*Recorded data*:
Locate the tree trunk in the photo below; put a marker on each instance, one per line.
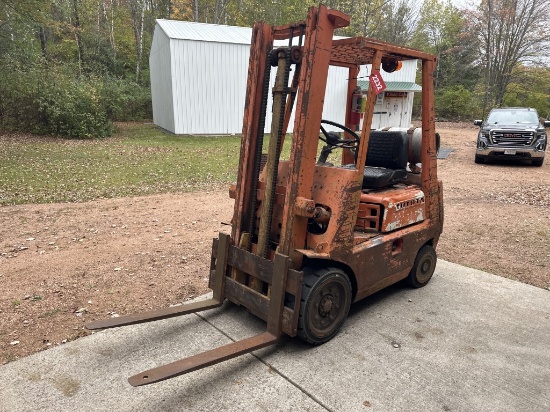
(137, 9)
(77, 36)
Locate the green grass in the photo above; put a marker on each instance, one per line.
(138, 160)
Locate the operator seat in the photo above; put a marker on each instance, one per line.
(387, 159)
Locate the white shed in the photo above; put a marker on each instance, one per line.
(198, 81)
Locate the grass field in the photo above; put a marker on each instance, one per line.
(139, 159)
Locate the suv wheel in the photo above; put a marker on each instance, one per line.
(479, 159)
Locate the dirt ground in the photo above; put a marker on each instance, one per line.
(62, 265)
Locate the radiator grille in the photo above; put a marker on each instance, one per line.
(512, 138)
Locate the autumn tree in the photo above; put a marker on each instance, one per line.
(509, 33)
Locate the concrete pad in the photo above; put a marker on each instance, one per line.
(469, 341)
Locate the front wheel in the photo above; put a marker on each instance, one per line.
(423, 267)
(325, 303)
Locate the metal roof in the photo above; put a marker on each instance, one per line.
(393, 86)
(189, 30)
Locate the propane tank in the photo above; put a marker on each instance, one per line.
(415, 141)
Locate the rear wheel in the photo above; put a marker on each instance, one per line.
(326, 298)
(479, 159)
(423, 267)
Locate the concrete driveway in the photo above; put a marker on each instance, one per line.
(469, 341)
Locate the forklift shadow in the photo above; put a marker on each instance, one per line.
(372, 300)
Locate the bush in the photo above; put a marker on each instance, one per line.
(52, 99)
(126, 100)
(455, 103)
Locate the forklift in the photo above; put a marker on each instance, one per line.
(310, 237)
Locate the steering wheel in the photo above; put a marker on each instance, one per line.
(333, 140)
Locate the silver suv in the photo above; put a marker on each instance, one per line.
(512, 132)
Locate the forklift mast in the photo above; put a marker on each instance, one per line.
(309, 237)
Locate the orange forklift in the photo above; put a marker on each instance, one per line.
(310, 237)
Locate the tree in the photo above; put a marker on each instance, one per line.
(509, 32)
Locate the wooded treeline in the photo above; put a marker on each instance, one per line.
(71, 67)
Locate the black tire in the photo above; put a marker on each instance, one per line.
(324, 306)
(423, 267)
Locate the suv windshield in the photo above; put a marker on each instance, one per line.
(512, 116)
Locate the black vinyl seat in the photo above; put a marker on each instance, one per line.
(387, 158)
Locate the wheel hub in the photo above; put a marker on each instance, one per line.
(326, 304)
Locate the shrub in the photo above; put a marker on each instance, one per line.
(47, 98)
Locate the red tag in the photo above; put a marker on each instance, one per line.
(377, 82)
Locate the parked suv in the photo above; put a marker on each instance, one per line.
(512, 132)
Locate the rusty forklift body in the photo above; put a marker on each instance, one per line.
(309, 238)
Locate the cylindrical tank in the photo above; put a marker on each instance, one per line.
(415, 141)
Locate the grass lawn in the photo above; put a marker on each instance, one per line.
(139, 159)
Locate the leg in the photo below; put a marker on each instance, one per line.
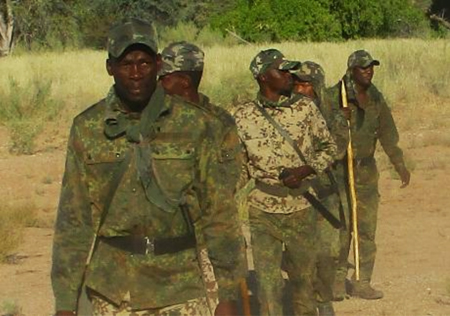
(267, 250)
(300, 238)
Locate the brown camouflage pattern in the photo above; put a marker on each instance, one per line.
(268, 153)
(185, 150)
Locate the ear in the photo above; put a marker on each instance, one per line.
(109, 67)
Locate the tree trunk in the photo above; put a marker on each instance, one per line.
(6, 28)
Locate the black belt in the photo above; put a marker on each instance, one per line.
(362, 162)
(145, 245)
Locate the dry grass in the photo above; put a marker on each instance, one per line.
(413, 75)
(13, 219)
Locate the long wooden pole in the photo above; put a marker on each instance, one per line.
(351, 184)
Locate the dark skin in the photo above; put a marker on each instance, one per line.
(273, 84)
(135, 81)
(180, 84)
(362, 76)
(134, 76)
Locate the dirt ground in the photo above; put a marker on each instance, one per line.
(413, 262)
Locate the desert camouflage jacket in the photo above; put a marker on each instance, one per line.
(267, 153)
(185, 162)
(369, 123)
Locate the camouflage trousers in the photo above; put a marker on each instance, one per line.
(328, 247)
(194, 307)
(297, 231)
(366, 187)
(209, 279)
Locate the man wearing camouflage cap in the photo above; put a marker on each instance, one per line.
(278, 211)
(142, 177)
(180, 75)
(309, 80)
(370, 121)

*Exercise prompt*:
All of the entries above must be reproduced exactly, and no image may be included.

*Result for this exercise*:
Locate the tree trunk in the photo below; put a marker on each instance, one per line.
(137, 9)
(77, 36)
Locate the green grass in the photo above; put a marker on each instance, one per line.
(138, 160)
Locate the operator seat in the photo above; put a marker on each instance, one per line.
(387, 159)
Locate the white shed in the photo above; put a marker on each instance, one per line.
(198, 81)
Locate the grass field in the photo above; put a marker on each instance, one per line.
(139, 159)
Locate the suv wheel in the photo above; put a marker on each instance, one per line.
(479, 159)
Locate the dirt ground in the photo above; put a marker on each instance, one per line.
(62, 265)
Locate the radiator grille in the photo above; put a marker on each instance, one per line.
(512, 138)
Locate the autumn tree in the photo above; put a marker on each instance, one per line.
(509, 33)
Locate the concrete pad in the photo above; put a marker on each instance, one per line.
(469, 341)
Locate the front wheel in the photo above; put a marker on each instance, one per line.
(423, 267)
(325, 303)
Locate the metal roof in the photo above; put a marker on each instance, one per line.
(393, 86)
(189, 30)
Locate the propane tank in the photo above; put a marker on each instance, one per line.
(415, 141)
Locate the rear wheel in the photo above; put a marker on each instance, one per line.
(326, 298)
(479, 159)
(423, 267)
Locate the concrete driveway in the photo above; put a marker on each instance, one per line.
(469, 341)
Locate the forklift shadow in the photo above; put a marker on each instance, one per line.
(372, 300)
Locate the bush in the photo above; put a marker on each instance, one per line.
(52, 99)
(126, 100)
(455, 103)
Locate the forklift in the photo above; put a marker on each instance, one per line.
(310, 237)
Locate the steering wheel in the photo above; put a marker on each instance, one per line.
(333, 140)
Locate the silver suv in the photo above; put a marker on each instance, one per line.
(512, 132)
Locate the forklift mast in the photo above; put a marker on each instance, one per line.
(309, 237)
Locate the orange forklift in the photo above; put a marker on each instance, one per line.
(310, 237)
Locate the tree in the photo above; put a marker on each instance, one per line.
(509, 32)
Locate the wooded treeline in the photo above; put a marker on each instance, one per line.
(71, 67)
Locate the black tire in the photo above; put a marker on each instance, one per line.
(324, 306)
(423, 267)
Locate the suv windshield in the photo above; put a marker on each instance, one per line.
(512, 116)
Locate the black vinyl seat in the photo above; put a marker on each instance, one per line.
(387, 158)
Locate the wheel hub in the photo above; put a marker on each instance, one per line.
(326, 304)
Locate the shrub in the photo above; put a marker on each instance, one per line.
(47, 98)
Locate the red tag in the photo above; put a marker on each instance, one per line.
(377, 82)
Locate the parked suv in the photo above; put a marker on each instance, one per line.
(512, 132)
Locate the rusty forklift body in the photo above; put a marker on each instance, one per line.
(309, 238)
Locate the cylindrical tank in the photo above; put a marker on each instance, one per line.
(415, 141)
Locate the grass lawn in the photo above; put a marker on each instance, one per line.
(139, 159)
Locate the leg in the photo below; put a marker on each instance, one per line.
(267, 250)
(300, 238)
Locate the brown camouflage pattern in the photo above; put a marker on each instance, one per line.
(268, 153)
(185, 150)
Locate the ear in the photo above; put a marker on each instance, one per line.
(109, 67)
Locate the tree trunk in the photo above; put a marker on each instance, one per line.
(6, 28)
Locate the black belt in the photo above; put a marker on each instance, one per line.
(362, 162)
(145, 245)
Locate the dry grass in the photo above; put a marker on each instance, one per line.
(413, 75)
(13, 219)
Locate the long wooden pole in the photo above; put a marker on each instance, one per line.
(351, 184)
Locate the dark skin in the photo above; put a marker on each instance, one per line.
(273, 84)
(135, 81)
(180, 84)
(362, 76)
(134, 76)
Locate the dirt ground in the photo above; put a marker on each instance, one per line.
(413, 262)
Locate the desert camouflage jacket in the photo above; put a marker on each instance, one per line.
(267, 153)
(185, 162)
(369, 123)
Locate the camouflage trousers in the photo above; put a marker on each instance, one per line.
(328, 247)
(194, 307)
(297, 231)
(366, 187)
(209, 279)
Locate the man wearing camouflage cap in the photo above; put a marker on each instance, one per line.
(278, 211)
(142, 177)
(180, 75)
(309, 80)
(370, 121)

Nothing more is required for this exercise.